*** MATERIAL FOR THIS EXERCISE Section Begins ***

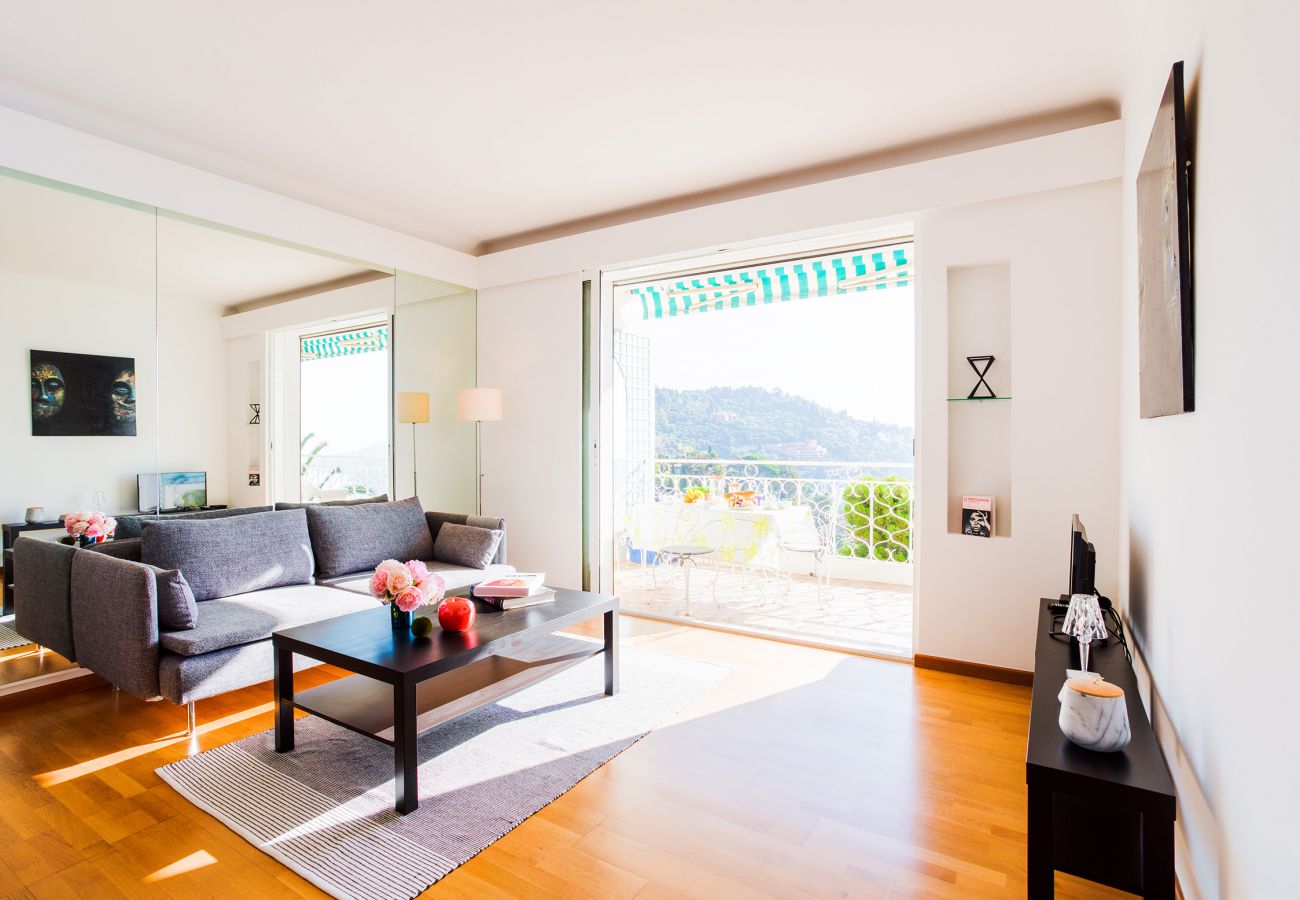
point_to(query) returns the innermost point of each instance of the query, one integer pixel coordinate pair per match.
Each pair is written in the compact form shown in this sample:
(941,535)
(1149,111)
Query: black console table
(11,532)
(1106,817)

*** MATERIAL FOR THIS EXERCISE Section Ends ***

- EXERCISE INSTRUCTIONS: Please copy the data shown above word for word, omitting the pictures.

- RESULT OF THIS EXERCISE:
point_to(query) returns the innermost point of each instance of the query, one integer pixel coordinate pair per match.
Each pair is written in the compact form shown in this sample:
(941,535)
(1149,111)
Query: black console table
(11,532)
(1106,817)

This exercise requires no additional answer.